Items from a data source
____

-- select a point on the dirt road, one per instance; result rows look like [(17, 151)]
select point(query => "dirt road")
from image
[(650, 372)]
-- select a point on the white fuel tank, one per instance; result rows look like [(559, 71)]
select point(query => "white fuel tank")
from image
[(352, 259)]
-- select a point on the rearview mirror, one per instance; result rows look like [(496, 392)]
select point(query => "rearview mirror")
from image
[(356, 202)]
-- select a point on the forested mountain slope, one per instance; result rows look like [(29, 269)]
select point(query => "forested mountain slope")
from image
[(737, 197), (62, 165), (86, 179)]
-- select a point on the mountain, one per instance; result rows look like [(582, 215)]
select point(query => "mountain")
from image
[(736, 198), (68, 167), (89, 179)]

____

Go through the records and repeat each one exactly as written.

OUTPUT FOR THIS TASK
-- select a point on the dirt road, one per instance; result rows look like [(17, 151)]
select point(query => "dirt road")
from image
[(650, 372)]
-- select a point on the white fuel tank, one per instance; result rows look like [(559, 71)]
select point(query => "white fuel tank")
from image
[(352, 259)]
-- select a point on the rearview mirror, one per instance; result rows look like [(496, 392)]
select point(query => "rearview mirror")
from image
[(356, 202)]
-- select a point on the forested mountain slope, one per instance; result rows look like [(29, 269)]
select point(query => "forested mountain slope")
from image
[(737, 197), (62, 165), (86, 179)]
-- select a point on the mountain, one per instance; result rows look like [(582, 215)]
select point(query => "mountain")
from image
[(736, 198), (68, 167), (89, 179)]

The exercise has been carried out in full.